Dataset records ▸
-- begin --

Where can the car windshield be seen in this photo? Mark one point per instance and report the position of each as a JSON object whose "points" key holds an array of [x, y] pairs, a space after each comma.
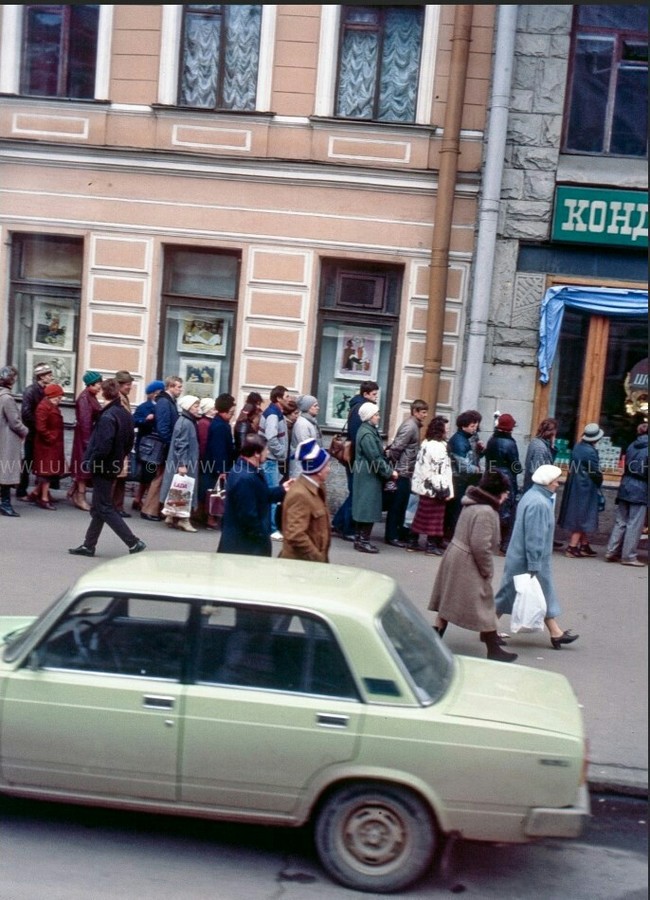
{"points": [[429, 664]]}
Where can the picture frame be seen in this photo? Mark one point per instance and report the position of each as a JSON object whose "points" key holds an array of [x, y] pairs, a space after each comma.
{"points": [[202, 334], [63, 367], [201, 377], [357, 354], [53, 326]]}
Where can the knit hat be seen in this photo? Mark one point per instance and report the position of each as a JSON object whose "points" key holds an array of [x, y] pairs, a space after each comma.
{"points": [[305, 402], [367, 410], [505, 422], [187, 402], [592, 433], [544, 475], [311, 457]]}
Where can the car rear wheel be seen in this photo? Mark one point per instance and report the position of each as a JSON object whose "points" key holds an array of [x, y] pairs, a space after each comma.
{"points": [[375, 837]]}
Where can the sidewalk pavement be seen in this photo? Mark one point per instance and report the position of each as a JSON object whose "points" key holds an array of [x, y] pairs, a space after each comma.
{"points": [[606, 603]]}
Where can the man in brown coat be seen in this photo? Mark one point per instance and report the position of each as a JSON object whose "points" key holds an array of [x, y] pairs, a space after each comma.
{"points": [[305, 515]]}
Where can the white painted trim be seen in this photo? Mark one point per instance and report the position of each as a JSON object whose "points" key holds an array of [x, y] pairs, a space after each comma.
{"points": [[10, 42]]}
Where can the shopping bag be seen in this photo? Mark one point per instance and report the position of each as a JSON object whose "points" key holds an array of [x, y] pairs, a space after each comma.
{"points": [[529, 609], [178, 501]]}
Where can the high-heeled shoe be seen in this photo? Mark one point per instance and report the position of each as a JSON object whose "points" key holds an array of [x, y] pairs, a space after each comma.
{"points": [[565, 638]]}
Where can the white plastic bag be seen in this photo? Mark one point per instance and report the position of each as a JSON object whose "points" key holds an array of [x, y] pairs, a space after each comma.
{"points": [[178, 501], [529, 609]]}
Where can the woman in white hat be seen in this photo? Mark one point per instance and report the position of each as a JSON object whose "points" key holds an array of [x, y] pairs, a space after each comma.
{"points": [[579, 508], [531, 548]]}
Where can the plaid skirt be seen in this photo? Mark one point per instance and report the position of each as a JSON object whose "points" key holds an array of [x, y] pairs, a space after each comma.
{"points": [[429, 517]]}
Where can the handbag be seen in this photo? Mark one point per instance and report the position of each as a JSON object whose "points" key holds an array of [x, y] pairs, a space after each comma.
{"points": [[152, 449], [529, 609], [178, 501]]}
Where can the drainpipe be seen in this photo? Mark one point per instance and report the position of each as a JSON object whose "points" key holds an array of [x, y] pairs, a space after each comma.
{"points": [[449, 151], [489, 206]]}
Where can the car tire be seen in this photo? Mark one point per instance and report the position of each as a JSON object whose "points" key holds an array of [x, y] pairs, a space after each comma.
{"points": [[377, 838]]}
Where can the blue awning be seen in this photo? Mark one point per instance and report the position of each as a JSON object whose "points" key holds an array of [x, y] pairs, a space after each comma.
{"points": [[599, 301]]}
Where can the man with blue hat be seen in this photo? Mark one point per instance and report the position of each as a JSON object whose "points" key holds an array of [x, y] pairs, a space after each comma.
{"points": [[305, 515]]}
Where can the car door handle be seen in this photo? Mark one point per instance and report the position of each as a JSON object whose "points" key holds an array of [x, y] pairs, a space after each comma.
{"points": [[153, 702], [332, 721]]}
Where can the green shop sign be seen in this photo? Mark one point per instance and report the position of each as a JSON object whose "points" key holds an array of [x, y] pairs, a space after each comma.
{"points": [[593, 216]]}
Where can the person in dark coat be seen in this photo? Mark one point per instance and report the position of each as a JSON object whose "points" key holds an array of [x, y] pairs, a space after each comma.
{"points": [[371, 470], [87, 409], [111, 440], [49, 453], [245, 529], [579, 507], [631, 503], [502, 455]]}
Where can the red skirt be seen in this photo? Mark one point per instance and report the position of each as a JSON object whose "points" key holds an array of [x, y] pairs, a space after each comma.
{"points": [[429, 517]]}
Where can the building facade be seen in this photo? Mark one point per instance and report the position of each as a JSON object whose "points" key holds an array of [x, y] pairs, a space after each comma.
{"points": [[567, 334], [242, 195]]}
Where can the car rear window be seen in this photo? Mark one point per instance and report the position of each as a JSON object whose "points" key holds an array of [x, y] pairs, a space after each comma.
{"points": [[428, 663]]}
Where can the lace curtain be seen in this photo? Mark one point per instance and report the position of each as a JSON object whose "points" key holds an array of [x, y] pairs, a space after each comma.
{"points": [[221, 46], [379, 83]]}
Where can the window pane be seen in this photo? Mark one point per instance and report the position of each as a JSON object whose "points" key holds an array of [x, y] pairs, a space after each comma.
{"points": [[630, 125], [592, 71]]}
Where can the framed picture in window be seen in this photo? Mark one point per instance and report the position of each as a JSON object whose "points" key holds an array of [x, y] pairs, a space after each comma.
{"points": [[357, 354], [63, 366], [202, 334], [201, 377], [53, 326]]}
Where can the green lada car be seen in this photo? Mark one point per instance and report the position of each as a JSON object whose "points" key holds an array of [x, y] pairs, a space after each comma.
{"points": [[283, 692]]}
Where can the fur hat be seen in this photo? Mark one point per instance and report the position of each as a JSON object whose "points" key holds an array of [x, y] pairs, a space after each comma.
{"points": [[505, 422], [91, 377], [592, 433], [187, 402], [367, 410], [544, 475], [311, 457]]}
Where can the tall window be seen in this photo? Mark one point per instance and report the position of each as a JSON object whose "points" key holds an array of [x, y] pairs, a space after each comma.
{"points": [[220, 54], [379, 62], [608, 92], [59, 51]]}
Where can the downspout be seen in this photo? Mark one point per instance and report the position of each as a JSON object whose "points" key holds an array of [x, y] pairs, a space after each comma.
{"points": [[489, 206], [449, 151]]}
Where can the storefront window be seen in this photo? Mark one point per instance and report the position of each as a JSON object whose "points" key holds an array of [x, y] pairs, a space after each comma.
{"points": [[199, 319], [44, 301]]}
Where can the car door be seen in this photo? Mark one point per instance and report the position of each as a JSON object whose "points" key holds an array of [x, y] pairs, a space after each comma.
{"points": [[273, 704], [95, 708]]}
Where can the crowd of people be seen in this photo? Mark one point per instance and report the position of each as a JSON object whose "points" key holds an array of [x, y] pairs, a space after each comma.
{"points": [[461, 494]]}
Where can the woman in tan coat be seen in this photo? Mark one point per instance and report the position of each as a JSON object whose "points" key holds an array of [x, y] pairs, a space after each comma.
{"points": [[462, 592]]}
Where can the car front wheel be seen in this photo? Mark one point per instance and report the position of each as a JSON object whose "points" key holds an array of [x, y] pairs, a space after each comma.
{"points": [[375, 837]]}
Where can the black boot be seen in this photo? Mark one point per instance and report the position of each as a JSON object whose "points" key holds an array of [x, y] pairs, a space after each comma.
{"points": [[494, 651]]}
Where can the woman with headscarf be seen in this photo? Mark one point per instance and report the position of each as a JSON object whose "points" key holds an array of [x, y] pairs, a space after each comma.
{"points": [[87, 409], [531, 548], [183, 456], [305, 428], [371, 470], [49, 455], [13, 432], [462, 592]]}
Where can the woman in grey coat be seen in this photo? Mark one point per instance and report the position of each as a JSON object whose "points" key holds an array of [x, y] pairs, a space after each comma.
{"points": [[531, 548], [371, 470], [12, 437], [183, 456]]}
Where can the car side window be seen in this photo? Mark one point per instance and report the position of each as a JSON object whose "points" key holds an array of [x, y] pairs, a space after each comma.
{"points": [[119, 635], [262, 648]]}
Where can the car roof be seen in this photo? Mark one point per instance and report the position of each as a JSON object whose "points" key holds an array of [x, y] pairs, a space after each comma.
{"points": [[216, 576]]}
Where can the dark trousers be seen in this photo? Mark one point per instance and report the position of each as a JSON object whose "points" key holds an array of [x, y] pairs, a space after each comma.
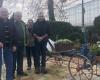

-- end --

WHAT IS EXPECTED ▸ Rewrite the stretch of the records above from the line containing "Where can the car front" through the end of the records, including the requests, and multiply every point coordinate in the answers by 1.05, rounding to whole numbers with halves rounded up. Leave the pictures out.

WRITTEN RESPONSE ▸
Where can the car front wheel be seen in this photo? Mark one point per instance and report the position of each as a JSON object whose "points" key holds an array of [x, y] pairs, a space after each comma.
{"points": [[394, 879]]}
Where can the black boot be seen in this photo? Mark one point per instance and report the position of each as a JSON object whose "points" key holds an array of [x, y] pairs, a space after each comma.
{"points": [[519, 684]]}
Where can the woman with headscarf be seen in this photo? Mark one point per instance and report the position of each as a JSON object whose "points" key holds an array of [x, y] pairs, a space after each comma.
{"points": [[91, 429], [558, 575], [192, 479], [320, 449], [390, 494], [51, 478], [14, 454], [485, 622]]}
Where can the woman in grey coat be seen in this photo? Mark one point per instance and report the position of each as a JSON object whose "points" key holds an array of [x, y] pairs, a space after each comma.
{"points": [[558, 575], [390, 494], [13, 459], [192, 479]]}
Where can the car side window be seen in this photo? Mark one point per instance and report the position of each as a JSON object whose "points" key holds an array of [x, y] pairs, a space after each comma.
{"points": [[125, 667], [275, 680]]}
Where can the car roof be seen in this photo? Mark one point per instance and report the position of each as a JSON object whose "points" key holds an array of [x, y] pairs, a space after each comma.
{"points": [[227, 605]]}
Where can the dark trousers be seen in this photo? Mark one point per instance and report the position of each as a JSON object whose "points" key holds an array of [x, y] pairs, a space after each comma.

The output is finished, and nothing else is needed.